What is needed
Below is a set of entries; copy all of them exactly.

*** Information shown Section Begins ***

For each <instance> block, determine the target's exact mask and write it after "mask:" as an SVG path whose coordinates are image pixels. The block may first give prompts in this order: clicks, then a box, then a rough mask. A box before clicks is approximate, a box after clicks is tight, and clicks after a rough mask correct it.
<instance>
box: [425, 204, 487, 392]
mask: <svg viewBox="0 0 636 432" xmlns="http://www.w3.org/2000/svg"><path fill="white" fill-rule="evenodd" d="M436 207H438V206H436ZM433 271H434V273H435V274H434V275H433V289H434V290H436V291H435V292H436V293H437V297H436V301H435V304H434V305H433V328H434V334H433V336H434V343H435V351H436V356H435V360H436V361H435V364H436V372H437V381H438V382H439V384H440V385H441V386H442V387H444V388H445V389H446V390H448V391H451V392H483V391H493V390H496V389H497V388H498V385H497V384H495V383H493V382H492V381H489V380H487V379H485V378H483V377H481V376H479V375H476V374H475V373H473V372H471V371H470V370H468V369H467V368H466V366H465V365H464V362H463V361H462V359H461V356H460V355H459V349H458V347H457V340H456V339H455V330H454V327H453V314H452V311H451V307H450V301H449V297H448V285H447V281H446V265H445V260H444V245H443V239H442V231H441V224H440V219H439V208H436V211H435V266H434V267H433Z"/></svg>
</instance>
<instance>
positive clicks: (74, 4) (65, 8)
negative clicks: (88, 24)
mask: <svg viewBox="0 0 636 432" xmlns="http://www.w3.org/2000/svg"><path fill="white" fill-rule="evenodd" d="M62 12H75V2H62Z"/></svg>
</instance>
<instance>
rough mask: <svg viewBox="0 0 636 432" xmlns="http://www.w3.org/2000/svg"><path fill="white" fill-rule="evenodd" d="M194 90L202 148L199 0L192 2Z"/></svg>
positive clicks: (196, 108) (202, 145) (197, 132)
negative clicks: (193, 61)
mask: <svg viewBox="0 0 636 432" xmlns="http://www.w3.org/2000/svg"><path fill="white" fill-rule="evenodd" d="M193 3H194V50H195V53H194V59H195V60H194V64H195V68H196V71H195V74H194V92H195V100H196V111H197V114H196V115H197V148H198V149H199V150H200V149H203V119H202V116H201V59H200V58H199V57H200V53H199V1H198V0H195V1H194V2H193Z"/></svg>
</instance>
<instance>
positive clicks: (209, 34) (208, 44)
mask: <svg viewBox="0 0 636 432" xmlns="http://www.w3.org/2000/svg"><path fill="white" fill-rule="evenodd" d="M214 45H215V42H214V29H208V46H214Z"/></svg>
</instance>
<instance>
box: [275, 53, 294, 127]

*** Information shown Section Ends ***

Problem solution
For each <instance> block, determine the target's exact mask and write it after "mask:" as an SVG path whose coordinates are image pixels. The block may first give prompts in this order: clicks, then a box, then a rough mask. A box before clicks is approximate, a box after clicks is tight, and clicks after a rough mask correct it.
<instance>
box: [425, 204, 487, 392]
mask: <svg viewBox="0 0 636 432" xmlns="http://www.w3.org/2000/svg"><path fill="white" fill-rule="evenodd" d="M436 207H438V206H436ZM433 271H434V273H435V274H434V275H433V289H434V290H436V291H435V292H436V293H437V297H436V301H435V304H434V305H433V328H434V334H433V336H434V343H435V351H436V356H435V360H436V361H435V364H436V372H437V381H438V382H439V384H440V385H441V386H442V387H444V388H445V389H446V390H448V391H451V392H483V391H493V390H496V389H497V388H498V385H497V384H495V383H493V382H492V381H489V380H487V379H485V378H483V377H481V376H479V375H476V374H475V373H473V372H471V371H470V370H468V369H467V368H466V366H465V365H464V362H463V361H462V359H461V356H460V355H459V349H458V347H457V340H456V339H455V330H454V327H453V314H452V311H451V307H450V301H449V297H448V285H447V281H446V265H445V260H444V245H443V239H442V231H441V224H440V219H439V208H436V211H435V266H434V267H433Z"/></svg>
</instance>
<instance>
positive clicks: (74, 4) (65, 8)
negative clicks: (88, 24)
mask: <svg viewBox="0 0 636 432" xmlns="http://www.w3.org/2000/svg"><path fill="white" fill-rule="evenodd" d="M62 12H75V2H62Z"/></svg>
</instance>
<instance>
rough mask: <svg viewBox="0 0 636 432" xmlns="http://www.w3.org/2000/svg"><path fill="white" fill-rule="evenodd" d="M194 90L202 148L199 0L192 2Z"/></svg>
positive clicks: (196, 108) (202, 145) (197, 132)
negative clicks: (193, 61)
mask: <svg viewBox="0 0 636 432" xmlns="http://www.w3.org/2000/svg"><path fill="white" fill-rule="evenodd" d="M193 3H194V50H195V53H194V59H195V60H194V64H195V68H196V71H195V74H194V92H195V100H196V111H197V114H196V115H197V148H198V149H199V150H200V149H203V119H202V116H201V59H200V58H199V57H200V53H199V1H198V0H195V1H194V2H193Z"/></svg>
</instance>
<instance>
positive clicks: (209, 34) (208, 44)
mask: <svg viewBox="0 0 636 432" xmlns="http://www.w3.org/2000/svg"><path fill="white" fill-rule="evenodd" d="M214 45H215V42H214V29H208V46H214Z"/></svg>
</instance>
<instance>
box: [275, 53, 294, 127]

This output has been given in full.